TEKSTFRAGMENT>
▽

De aartsvijand van deze poseurs zijn de echte oorlogsverslaggevers, in dit geval Palestijnse journalisten in Gaza. Deze verslaggevers ontmaskeren hen als kruipers en sycophanten en brengen bijna alles wat ze verspreiden in diskrediet. Om deze reden laten de poseurs geen kans voorbijgaan om de waarheidsgetrouwheid en motieven van degenen in het veld in twijfel te trekken. Ik heb gezien hoe deze onderkruipers dit herhaaldelijk deden bij mijn collega Robert Fisk.
Toen oorlogsverslaggever Ben Anderson aankwam in het hotel waar journalisten die verslag deden van de oorlog in Liberia verbleven – waar ze volgens hem ‘op kosten van de zaak’ dronken werden in bars, affaires hadden en ‘informatie uitwisselden in plaats van daadwerkelijk op pad te gaan om informatie te verzamelen’ – kreeg zijn beeld van oorlogsverslaggevers een enorme deuk.
‘Ik dacht: eindelijk ben ik onder mijn helden’, herinnert Anderson zich. “Dit is waar ik al jaren wilde zijn. En toen nam de cameraman met wie ik was – die de rebellen heel goed kende – ons ongeveer drie weken mee op pad met de rebellen. We kwamen terug in Monrovia. De jongens in de hotelbar zeiden: ‘Waar zijn jullie geweest? We dachten dat jullie naar huis waren gegaan.’ We zeiden: ‘We zijn op pad geweest om verslag te doen van de oorlog. Is dat niet ons werk? Is dat niet wat jullie horen te doen?'” “Het romantische beeld dat ik had van buitenlandcorrespondenten werd plotseling vernietigd in Liberia”, vervolgde hij. “Ik realiseerde me dat veel van deze mensen eigenlijk vol onzin zitten. Ze zijn niet eens bereid om het hotel te verlaten, laat staan de veiligheid van de hoofdstad te verlaten en daadwerkelijk verslag te doen.”

△

Datasetfragmenten over het aanwijzen van objecten
▽

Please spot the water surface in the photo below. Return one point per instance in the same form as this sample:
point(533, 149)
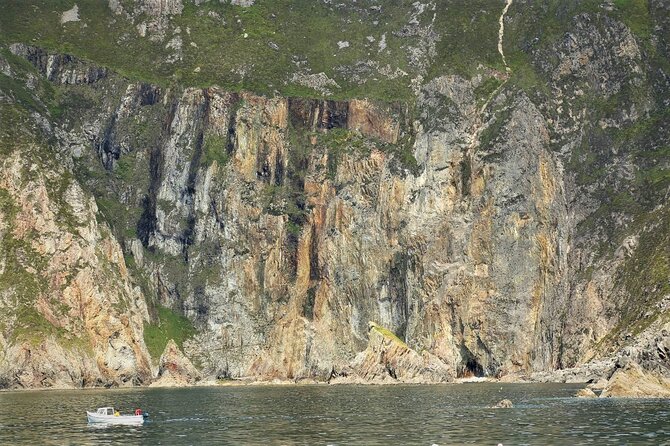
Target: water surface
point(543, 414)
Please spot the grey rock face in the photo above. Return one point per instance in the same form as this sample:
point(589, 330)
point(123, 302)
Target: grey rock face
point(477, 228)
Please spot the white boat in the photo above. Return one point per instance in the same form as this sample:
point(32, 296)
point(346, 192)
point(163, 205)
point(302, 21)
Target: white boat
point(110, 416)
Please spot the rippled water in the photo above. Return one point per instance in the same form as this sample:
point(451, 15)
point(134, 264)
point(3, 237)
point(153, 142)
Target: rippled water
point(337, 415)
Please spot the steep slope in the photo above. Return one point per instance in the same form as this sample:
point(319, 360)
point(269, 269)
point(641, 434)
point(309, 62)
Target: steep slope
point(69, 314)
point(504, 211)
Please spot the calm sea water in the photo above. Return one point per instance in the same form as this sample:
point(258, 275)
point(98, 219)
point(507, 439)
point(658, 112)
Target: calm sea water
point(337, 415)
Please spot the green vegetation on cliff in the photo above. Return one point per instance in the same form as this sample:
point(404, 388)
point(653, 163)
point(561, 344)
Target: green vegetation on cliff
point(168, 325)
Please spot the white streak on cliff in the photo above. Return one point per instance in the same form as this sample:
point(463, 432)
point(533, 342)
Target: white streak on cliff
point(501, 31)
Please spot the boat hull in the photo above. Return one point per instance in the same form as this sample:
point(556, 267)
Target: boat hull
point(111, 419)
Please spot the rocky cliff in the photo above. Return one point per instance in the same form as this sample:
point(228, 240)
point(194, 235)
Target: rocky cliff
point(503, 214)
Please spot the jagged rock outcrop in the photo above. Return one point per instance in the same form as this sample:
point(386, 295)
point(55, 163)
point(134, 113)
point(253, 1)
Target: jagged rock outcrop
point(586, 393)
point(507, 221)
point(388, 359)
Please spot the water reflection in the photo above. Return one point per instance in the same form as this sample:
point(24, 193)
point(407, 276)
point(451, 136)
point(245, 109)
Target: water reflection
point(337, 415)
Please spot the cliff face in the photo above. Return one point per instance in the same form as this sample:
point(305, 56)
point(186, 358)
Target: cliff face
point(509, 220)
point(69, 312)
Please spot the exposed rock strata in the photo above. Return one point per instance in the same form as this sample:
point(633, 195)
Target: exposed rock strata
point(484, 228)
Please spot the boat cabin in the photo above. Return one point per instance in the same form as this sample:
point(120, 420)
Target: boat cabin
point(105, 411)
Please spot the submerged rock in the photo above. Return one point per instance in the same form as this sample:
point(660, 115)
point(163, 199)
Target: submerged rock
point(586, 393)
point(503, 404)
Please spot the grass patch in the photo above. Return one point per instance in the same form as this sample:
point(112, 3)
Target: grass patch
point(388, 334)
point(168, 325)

△

VEREISTE WERKZAAMHEDEN>
• A. Beantwoord de volgende vragen over het tekstfragment, elk op een eigen regel:
(i) Wie zijn volgens het tekstfragment de aartsvijand van de poseurs?
(ii) In welk land werd het romantische beeld dat Anderson van buitenlandcorrespondenten had plotseling vernietigd?
(iii) Hoe lang nam de cameraman Anderson en de anderen mee op pad met de rebellen?
• B. Typ de regels uit de lijst letterlijk over, vanaf het begin van de lijst tot en met de regel die "point(110, 416)" bevat, beide inbegrepen. Laat de afbeeldingen daarbij weg.

EINDRESULTATEN>
• A.
(i) De echte oorlogsverslaggevers, in dit geval Palestijnse journalisten in Gaza.
(ii) Liberia.
(iii) Ongeveer drie weken.

• B.
Please spot the water surface in the photo below. Return one point per instance in the same form as this sample:
point(533, 149)
Target: water surface
point(543, 414)
Please spot the grey rock face in the photo above. Return one point per instance in the same form as this sample:
point(589, 330)
point(123, 302)
Target: grey rock face
point(477, 228)
Please spot the white boat in the photo above. Return one point per instance in the same form as this sample:
point(32, 296)
point(346, 192)
point(163, 205)
point(302, 21)
Target: white boat
point(110, 416)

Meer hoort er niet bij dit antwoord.